--- Task requirements ---
[A] Answer these questions from the radon testing article, one answer per line, marked the same way:
(i) What do most radon professionals in the Kansas City area charge for a 48 hour radon test?
(ii) Based on experience in the Kansas City area, about what share of homes there have elevated radon?
(iii) Which two programs did the EPA recognize for radon proficiency?
[B] Can you continue the radon testing article from where it stops?

--- Text section ---
Radon: Who Can Test For It?

Or, simply put, don’t you really want to know if you can test it yourself?

In the Kansas City area, most radon professionals charge about $125 to conduct a 48 hour radon test. Test kits can be obtained from multiple places for much, much less. So why hire a professional?

First, lets look at the reasons to test for radon. The EPA states that radon is the second leading cause of lung cancer in the United States. The EPA and the U.S. Surgeon General estimate that approximately 22,000 people die a year in this country from lung cancer caused by radon inhalation. Simple arithmatic would indicate that if there are about 2 million people in the greater Kansas City area, and approximately 300 million in the US, then there are about 146 people dying in this area each year from lung cancer caused by radon. 

The national average says that 6% of all homes have elevated radon levels (Greater Than 4.0 pCi/l). However, in the Kansas City area, our experience tells us that approximately 40% of all homes have elevated radon. This would lead to the conclusion that many more people are at risk of lung cancer caused by radon in the Kansas City than the numbers indicated by the simple math above.

Until 1998, the EPA kept lists of people that were “Qualified” to test for radon in residential housing. They stopped this program, presumably due to budget cuts, and encouraged private programs to “qualify” radon professionals. The two programs that the EPA recognized for radon proficiency programs were the National Environmental Health Association (NEHA) and the National Radon Safety Board (NRSB).

In order for a professional to be recognized as “qualified” by either of these programs, the individuals have to have completed a radon proficiency training program and passed a recognized examination to prove their knowledge. “Qualified” individuals have proven their knowledge of Radon, including what it is, how it is harmful, how it enters a home, and how to properly test for it. They have proven their knowledge of the EPA Protocols for Radon testing devices and Protocols for conducting a radon meaurement. Measurement procedures can vary house by house, so knowing how to test for it properly can affect the results and thereby affect your knowledge of whether or not individuals in a house are at risk of radon exposure.

--- Dataset entries ---

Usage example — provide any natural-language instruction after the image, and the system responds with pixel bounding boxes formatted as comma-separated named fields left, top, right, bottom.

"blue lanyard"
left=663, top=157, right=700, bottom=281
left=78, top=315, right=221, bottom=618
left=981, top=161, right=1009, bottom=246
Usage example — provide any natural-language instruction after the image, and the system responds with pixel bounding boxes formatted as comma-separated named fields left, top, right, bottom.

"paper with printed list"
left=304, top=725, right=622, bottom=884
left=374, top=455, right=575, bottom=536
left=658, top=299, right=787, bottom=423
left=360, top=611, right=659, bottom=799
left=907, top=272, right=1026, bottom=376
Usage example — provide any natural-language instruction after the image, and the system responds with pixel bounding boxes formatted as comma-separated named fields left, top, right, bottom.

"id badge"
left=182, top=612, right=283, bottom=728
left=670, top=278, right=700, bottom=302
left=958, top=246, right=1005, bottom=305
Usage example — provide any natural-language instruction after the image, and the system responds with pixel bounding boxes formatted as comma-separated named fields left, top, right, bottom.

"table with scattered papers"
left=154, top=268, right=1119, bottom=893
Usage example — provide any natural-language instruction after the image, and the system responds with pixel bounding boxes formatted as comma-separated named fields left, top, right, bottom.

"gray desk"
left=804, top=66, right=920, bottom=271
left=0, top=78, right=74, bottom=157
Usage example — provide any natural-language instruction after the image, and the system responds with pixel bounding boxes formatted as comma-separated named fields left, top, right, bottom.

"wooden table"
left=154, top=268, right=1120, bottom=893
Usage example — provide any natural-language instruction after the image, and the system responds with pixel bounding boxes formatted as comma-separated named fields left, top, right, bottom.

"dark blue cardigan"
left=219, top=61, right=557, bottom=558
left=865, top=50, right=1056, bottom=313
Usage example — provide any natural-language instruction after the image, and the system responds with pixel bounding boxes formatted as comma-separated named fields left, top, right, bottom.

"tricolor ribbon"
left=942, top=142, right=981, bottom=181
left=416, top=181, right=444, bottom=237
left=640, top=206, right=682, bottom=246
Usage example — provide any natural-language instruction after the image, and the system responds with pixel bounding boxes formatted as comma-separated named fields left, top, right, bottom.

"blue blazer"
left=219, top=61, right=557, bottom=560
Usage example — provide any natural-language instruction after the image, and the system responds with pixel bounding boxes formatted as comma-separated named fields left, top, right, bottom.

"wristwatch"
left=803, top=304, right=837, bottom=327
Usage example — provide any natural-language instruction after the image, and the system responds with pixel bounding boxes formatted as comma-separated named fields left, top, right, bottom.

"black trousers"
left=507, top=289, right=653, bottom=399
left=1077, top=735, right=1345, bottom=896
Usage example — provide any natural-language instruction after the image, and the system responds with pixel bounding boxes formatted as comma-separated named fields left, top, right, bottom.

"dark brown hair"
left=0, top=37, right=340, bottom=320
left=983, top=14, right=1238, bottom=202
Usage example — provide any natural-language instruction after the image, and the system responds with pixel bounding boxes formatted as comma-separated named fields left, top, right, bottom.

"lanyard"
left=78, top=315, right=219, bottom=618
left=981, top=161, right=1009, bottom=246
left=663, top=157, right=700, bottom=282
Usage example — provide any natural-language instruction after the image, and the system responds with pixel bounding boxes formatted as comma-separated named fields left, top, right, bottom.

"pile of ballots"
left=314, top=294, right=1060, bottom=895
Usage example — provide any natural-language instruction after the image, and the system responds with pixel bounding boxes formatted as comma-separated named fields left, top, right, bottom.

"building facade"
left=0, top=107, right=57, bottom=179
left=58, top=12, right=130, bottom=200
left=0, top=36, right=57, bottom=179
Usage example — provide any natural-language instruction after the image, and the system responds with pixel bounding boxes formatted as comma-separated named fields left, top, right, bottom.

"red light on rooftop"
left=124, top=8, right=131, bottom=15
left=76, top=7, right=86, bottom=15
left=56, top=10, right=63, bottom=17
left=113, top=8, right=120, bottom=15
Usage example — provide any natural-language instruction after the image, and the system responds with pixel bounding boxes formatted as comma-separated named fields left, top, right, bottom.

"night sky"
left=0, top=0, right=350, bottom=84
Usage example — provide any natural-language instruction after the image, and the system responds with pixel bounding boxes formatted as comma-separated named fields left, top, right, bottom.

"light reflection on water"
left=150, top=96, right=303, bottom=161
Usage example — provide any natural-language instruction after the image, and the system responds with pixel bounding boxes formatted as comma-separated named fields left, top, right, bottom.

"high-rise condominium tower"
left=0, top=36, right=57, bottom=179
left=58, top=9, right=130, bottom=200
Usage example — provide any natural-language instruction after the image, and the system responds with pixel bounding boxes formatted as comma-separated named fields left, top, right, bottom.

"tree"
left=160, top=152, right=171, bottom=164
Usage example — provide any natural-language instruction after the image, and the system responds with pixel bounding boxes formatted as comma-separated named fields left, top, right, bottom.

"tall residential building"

--- Answers below ---
[A]
(i) About $125.
(ii) Approximately 40%.
(iii) The National Environmental Health Association (NEHA) and the National Radon Safety Board (NRSB).

[B]
I’m of the belief that if I’m at risk of contracting lung cancer, I want to know it, and I want to be certain. I’m not qualified to diagnose myself of having lung cancer so I’d seek out a professional if I was concerned about it. By the same token, you should also do the same if you’re testing for radon.

Check out www.radongas.org for a list of qualified NEHA radon measurement providers. Or do it yourself if you really think its worth it.

But whatever you decide, DON’T waste your money by hiring someone to do the test that is not qualified – you might as well go buy lottery tickets.


2 responses to “Radon: Who Can Test For It?

  1. What do you know about the mail-in kits that you can buy at Lowes? Any thoughts?

  2. Those kits are fine if they’re used properly. They shouldn’t be used in a real estate transaction, as you’ll have trouble getting the results within the inspection period on the contract. The other problem with those kits is that you won’t know if it was tampered with. Someone can set it outside, in a plastic bag, or seal it in some way as to affect the results, thereby invalidating the test.

    But if the kit is for your own home, and you follow the instructions, it should give valid results.